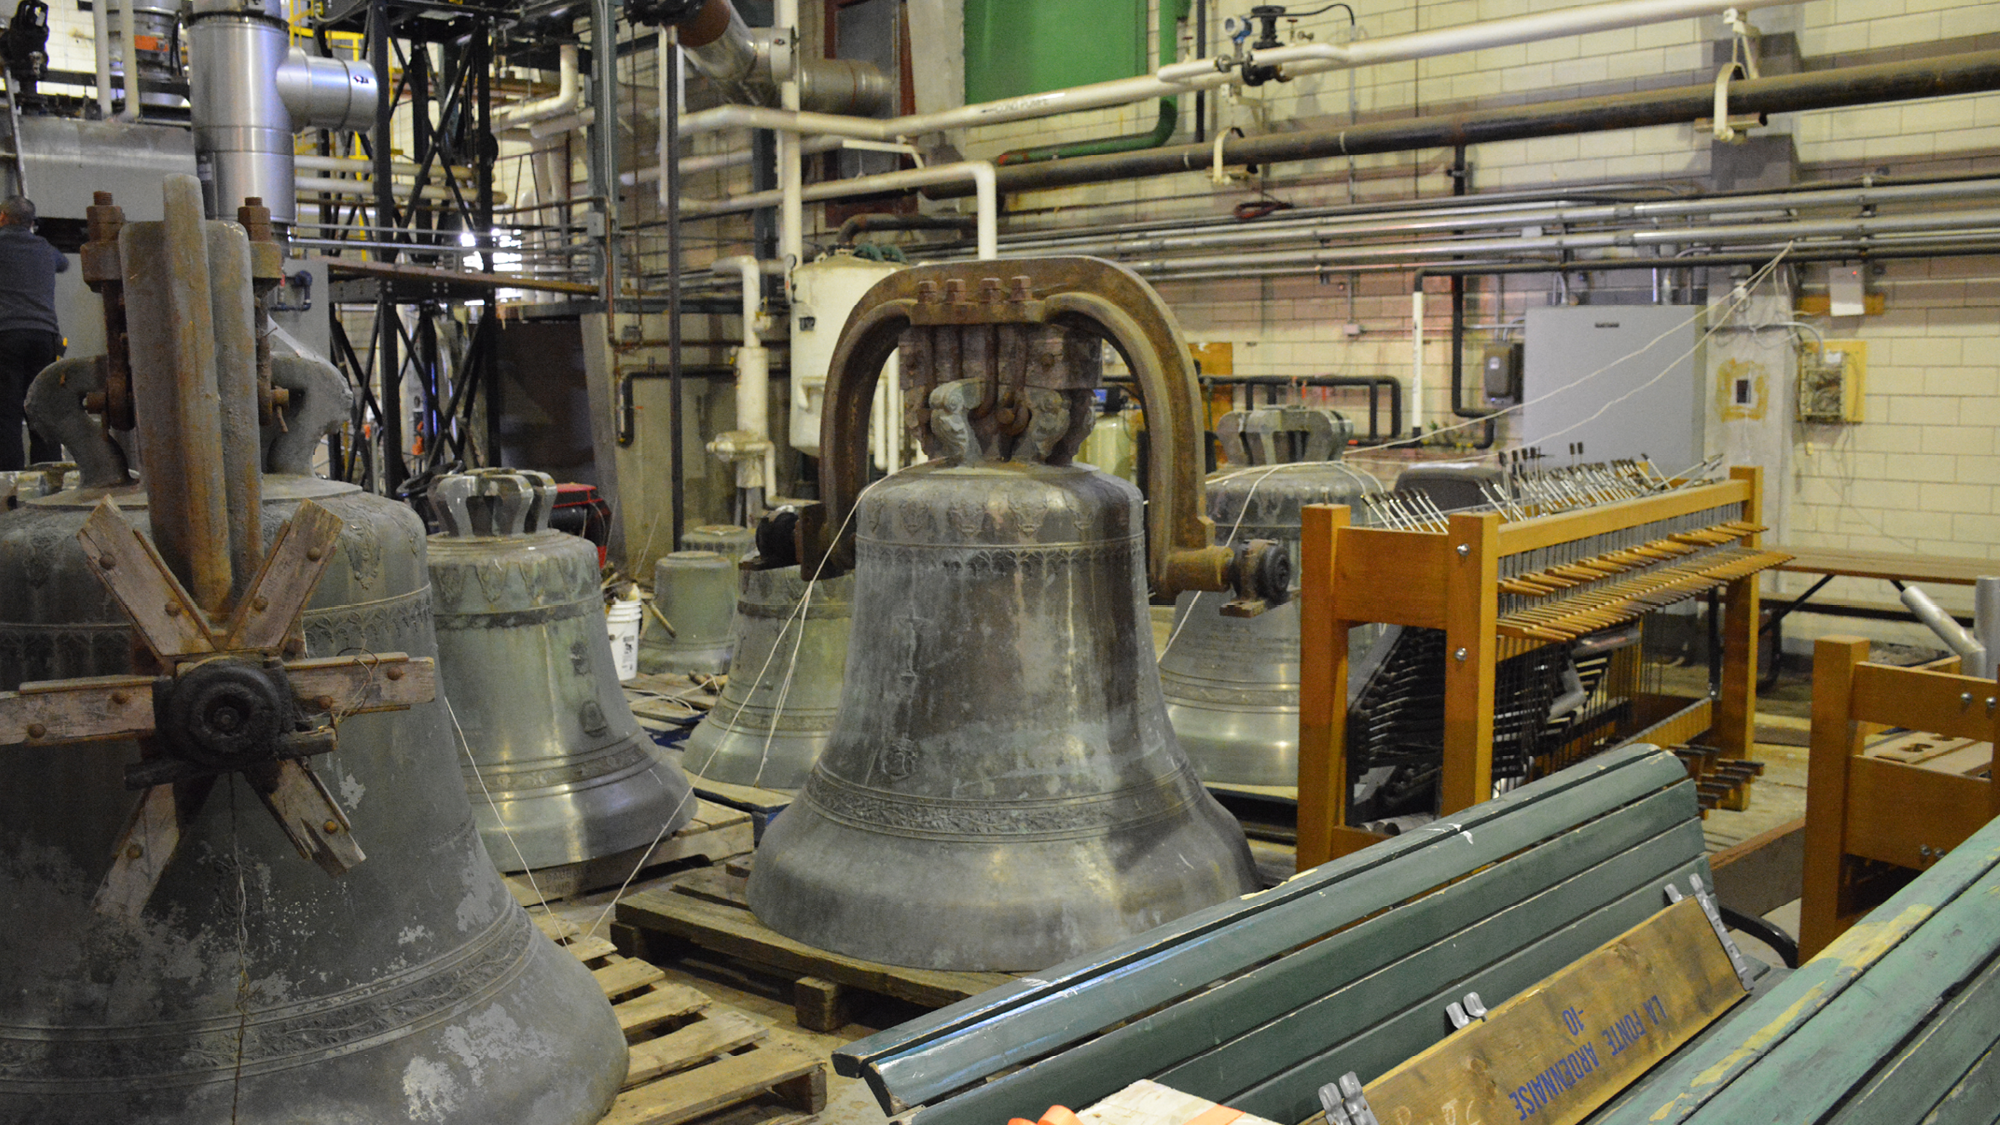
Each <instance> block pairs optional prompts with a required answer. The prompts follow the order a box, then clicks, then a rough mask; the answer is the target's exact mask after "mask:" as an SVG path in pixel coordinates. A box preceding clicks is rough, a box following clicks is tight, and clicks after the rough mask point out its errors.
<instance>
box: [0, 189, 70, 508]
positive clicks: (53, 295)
mask: <svg viewBox="0 0 2000 1125" xmlns="http://www.w3.org/2000/svg"><path fill="white" fill-rule="evenodd" d="M68 268H70V260H68V258H66V256H62V252H60V250H56V248H54V246H50V244H48V242H46V240H42V236H40V234H36V232H34V204H32V202H28V200H26V198H22V196H10V198H6V200H4V202H0V472H6V470H10V468H22V466H24V464H30V462H38V460H60V458H62V448H58V446H56V444H54V442H50V440H46V438H42V434H30V438H28V446H30V452H28V460H26V462H24V460H22V448H20V426H22V420H24V414H22V400H24V398H26V396H28V384H30V382H34V376H36V374H42V368H44V366H48V364H52V362H56V356H58V354H62V326H60V324H56V274H60V272H62V270H68Z"/></svg>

(WORK TO BE COMPLETED):
What you produce should repeat the data word for word while omitting all images.

(EXPECTED ANSWER):
Each <instance> block pairs optional prompts with a required answer. The prompts follow the order a box, then clicks, then a rough mask; the answer is the target's exact mask after "mask:" as an SVG path in pixel coordinates. A box preceding clicks is rough, a box following clicks is tight, and clicks after the rough mask point out its errors.
<instance>
box: [0, 189, 70, 508]
positive clicks: (53, 295)
mask: <svg viewBox="0 0 2000 1125" xmlns="http://www.w3.org/2000/svg"><path fill="white" fill-rule="evenodd" d="M68 268H70V260H68V258H66V256H62V252H60V250H56V248H54V246H50V244H48V242H46V240H42V236H40V234H36V232H34V204H32V202H28V200H26V198H22V196H10V198H6V200H4V202H0V472H6V470H10V468H22V466H24V464H30V462H38V460H60V458H62V448H58V446H56V444H54V442H50V440H46V438H42V434H30V438H28V446H30V452H28V460H26V462H24V460H22V448H20V426H22V420H24V414H22V400H24V398H26V396H28V384H30V382H34V376H36V374H42V368H44V366H48V364H52V362H56V356H58V354H62V326H60V324H56V274H60V272H62V270H68Z"/></svg>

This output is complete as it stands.